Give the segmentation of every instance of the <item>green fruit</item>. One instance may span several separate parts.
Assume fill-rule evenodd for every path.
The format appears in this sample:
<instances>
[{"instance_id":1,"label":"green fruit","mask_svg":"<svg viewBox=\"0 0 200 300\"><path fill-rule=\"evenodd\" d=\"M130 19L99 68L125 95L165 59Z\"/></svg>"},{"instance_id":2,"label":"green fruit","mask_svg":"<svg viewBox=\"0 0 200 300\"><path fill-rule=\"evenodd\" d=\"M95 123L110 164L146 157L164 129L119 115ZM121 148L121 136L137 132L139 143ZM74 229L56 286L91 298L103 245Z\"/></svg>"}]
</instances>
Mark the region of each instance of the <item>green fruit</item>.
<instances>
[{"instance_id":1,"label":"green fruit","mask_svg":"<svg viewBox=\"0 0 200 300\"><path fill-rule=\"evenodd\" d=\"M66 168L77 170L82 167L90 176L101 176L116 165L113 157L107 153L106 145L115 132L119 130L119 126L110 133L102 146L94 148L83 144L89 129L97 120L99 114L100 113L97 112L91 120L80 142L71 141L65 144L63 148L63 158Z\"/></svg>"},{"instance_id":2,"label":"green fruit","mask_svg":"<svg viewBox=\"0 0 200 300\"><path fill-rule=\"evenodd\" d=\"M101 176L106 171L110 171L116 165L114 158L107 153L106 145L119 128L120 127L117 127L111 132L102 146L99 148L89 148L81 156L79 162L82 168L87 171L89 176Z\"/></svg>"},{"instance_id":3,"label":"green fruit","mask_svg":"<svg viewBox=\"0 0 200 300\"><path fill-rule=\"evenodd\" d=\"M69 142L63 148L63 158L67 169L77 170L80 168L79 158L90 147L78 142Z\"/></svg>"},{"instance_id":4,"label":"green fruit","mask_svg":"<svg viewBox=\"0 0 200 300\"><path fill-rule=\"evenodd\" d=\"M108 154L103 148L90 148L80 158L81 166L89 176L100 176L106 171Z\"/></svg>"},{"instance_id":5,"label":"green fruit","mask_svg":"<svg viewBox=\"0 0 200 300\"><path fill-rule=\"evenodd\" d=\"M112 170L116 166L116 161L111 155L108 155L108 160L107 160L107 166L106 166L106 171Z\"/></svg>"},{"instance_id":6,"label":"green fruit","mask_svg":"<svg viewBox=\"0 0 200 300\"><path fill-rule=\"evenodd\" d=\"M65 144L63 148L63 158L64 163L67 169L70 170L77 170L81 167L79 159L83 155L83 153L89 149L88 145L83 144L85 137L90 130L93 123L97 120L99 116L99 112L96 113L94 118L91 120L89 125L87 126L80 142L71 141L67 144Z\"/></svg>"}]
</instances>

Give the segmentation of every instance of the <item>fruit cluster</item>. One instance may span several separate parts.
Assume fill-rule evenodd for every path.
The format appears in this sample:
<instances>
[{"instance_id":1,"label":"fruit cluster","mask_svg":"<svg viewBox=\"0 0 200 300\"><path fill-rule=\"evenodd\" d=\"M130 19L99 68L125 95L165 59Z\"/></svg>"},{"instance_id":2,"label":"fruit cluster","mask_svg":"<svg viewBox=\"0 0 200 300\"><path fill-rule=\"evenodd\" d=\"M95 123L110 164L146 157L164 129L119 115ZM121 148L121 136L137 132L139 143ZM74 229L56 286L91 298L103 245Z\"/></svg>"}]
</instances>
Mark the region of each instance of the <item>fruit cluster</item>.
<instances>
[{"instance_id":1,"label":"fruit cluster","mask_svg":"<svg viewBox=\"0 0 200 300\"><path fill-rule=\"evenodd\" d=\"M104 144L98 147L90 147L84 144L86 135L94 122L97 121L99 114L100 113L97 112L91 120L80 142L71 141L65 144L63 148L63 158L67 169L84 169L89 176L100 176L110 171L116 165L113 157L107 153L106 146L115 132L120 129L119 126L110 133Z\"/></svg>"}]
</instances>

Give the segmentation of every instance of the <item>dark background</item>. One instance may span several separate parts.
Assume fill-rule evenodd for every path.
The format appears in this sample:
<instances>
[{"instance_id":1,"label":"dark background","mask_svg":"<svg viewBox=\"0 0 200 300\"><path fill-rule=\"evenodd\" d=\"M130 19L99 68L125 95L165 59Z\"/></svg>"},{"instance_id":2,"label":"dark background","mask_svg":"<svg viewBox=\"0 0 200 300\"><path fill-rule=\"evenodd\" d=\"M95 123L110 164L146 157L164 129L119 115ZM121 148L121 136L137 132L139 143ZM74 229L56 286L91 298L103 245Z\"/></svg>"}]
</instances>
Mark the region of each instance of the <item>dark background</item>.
++++
INSTRUCTIONS FOR THE TASK:
Set down all of the records shown above once more, exactly.

REPLY TO THE TASK:
Give the segmentation of every instance of the <item>green fruit</item>. One instance may span several separate parts.
Assume fill-rule evenodd for every path.
The format appears in this sample:
<instances>
[{"instance_id":1,"label":"green fruit","mask_svg":"<svg viewBox=\"0 0 200 300\"><path fill-rule=\"evenodd\" d=\"M130 19L99 68L125 95L165 59Z\"/></svg>"},{"instance_id":2,"label":"green fruit","mask_svg":"<svg viewBox=\"0 0 200 300\"><path fill-rule=\"evenodd\" d=\"M95 123L110 164L146 157L164 129L119 115ZM121 148L121 136L137 132L139 143ZM74 229L56 286L91 298L103 245Z\"/></svg>"}]
</instances>
Mark the region of each instance of the <item>green fruit</item>.
<instances>
[{"instance_id":1,"label":"green fruit","mask_svg":"<svg viewBox=\"0 0 200 300\"><path fill-rule=\"evenodd\" d=\"M66 168L77 170L82 167L90 176L101 176L116 165L113 157L107 153L106 145L115 132L119 130L119 126L110 133L102 146L94 148L83 144L89 129L97 120L99 114L100 113L97 112L91 120L80 142L71 141L65 144L63 148L63 158Z\"/></svg>"},{"instance_id":2,"label":"green fruit","mask_svg":"<svg viewBox=\"0 0 200 300\"><path fill-rule=\"evenodd\" d=\"M101 176L106 171L110 171L116 165L114 158L107 153L106 145L119 128L120 127L117 127L111 132L102 146L99 148L89 148L81 156L79 162L82 168L87 171L89 176Z\"/></svg>"},{"instance_id":3,"label":"green fruit","mask_svg":"<svg viewBox=\"0 0 200 300\"><path fill-rule=\"evenodd\" d=\"M69 142L63 148L63 158L67 169L77 170L80 168L79 158L90 147L78 142Z\"/></svg>"},{"instance_id":4,"label":"green fruit","mask_svg":"<svg viewBox=\"0 0 200 300\"><path fill-rule=\"evenodd\" d=\"M108 154L103 148L90 148L80 158L81 166L89 176L100 176L106 171Z\"/></svg>"},{"instance_id":5,"label":"green fruit","mask_svg":"<svg viewBox=\"0 0 200 300\"><path fill-rule=\"evenodd\" d=\"M112 170L116 166L116 161L111 155L108 155L108 160L107 160L107 166L106 166L106 171Z\"/></svg>"},{"instance_id":6,"label":"green fruit","mask_svg":"<svg viewBox=\"0 0 200 300\"><path fill-rule=\"evenodd\" d=\"M65 144L63 148L63 158L64 163L67 169L70 170L77 170L81 167L79 159L83 155L83 153L89 149L88 145L83 144L85 137L90 130L93 123L97 120L99 116L99 112L96 113L94 118L91 120L89 125L87 126L80 142L71 141L67 144Z\"/></svg>"}]
</instances>

Give the segmentation of every instance of the <item>fruit cluster</item>. One instance may span several separate parts.
Assume fill-rule evenodd for every path.
The format appears in this sample:
<instances>
[{"instance_id":1,"label":"fruit cluster","mask_svg":"<svg viewBox=\"0 0 200 300\"><path fill-rule=\"evenodd\" d=\"M130 19L99 68L125 95L165 59Z\"/></svg>"},{"instance_id":2,"label":"fruit cluster","mask_svg":"<svg viewBox=\"0 0 200 300\"><path fill-rule=\"evenodd\" d=\"M95 123L110 164L146 157L164 129L119 115ZM121 148L121 136L137 132L139 143ZM74 229L56 286L91 298L103 245Z\"/></svg>"}]
</instances>
Mark the region of each instance of the <item>fruit cluster</item>.
<instances>
[{"instance_id":1,"label":"fruit cluster","mask_svg":"<svg viewBox=\"0 0 200 300\"><path fill-rule=\"evenodd\" d=\"M104 144L98 147L90 147L84 144L86 135L94 122L97 121L99 114L100 113L97 112L91 120L80 142L71 141L65 144L63 148L63 158L67 169L84 169L89 176L100 176L110 171L116 165L113 157L107 153L106 146L115 132L120 129L119 126L110 133Z\"/></svg>"}]
</instances>

Give the segmentation of every instance of the <item>dark background</item>. One instance may span several separate parts.
Assume fill-rule evenodd for every path.
The format appears in this sample:
<instances>
[{"instance_id":1,"label":"dark background","mask_svg":"<svg viewBox=\"0 0 200 300\"><path fill-rule=\"evenodd\" d=\"M130 19L99 68L125 95L165 59Z\"/></svg>"},{"instance_id":2,"label":"dark background","mask_svg":"<svg viewBox=\"0 0 200 300\"><path fill-rule=\"evenodd\" d=\"M95 123L110 164L146 157L164 129L119 115ZM121 148L121 136L137 132L139 143ZM74 229L56 286L91 298L103 245Z\"/></svg>"}]
</instances>
Mark the region of each instance of the <item>dark background</item>.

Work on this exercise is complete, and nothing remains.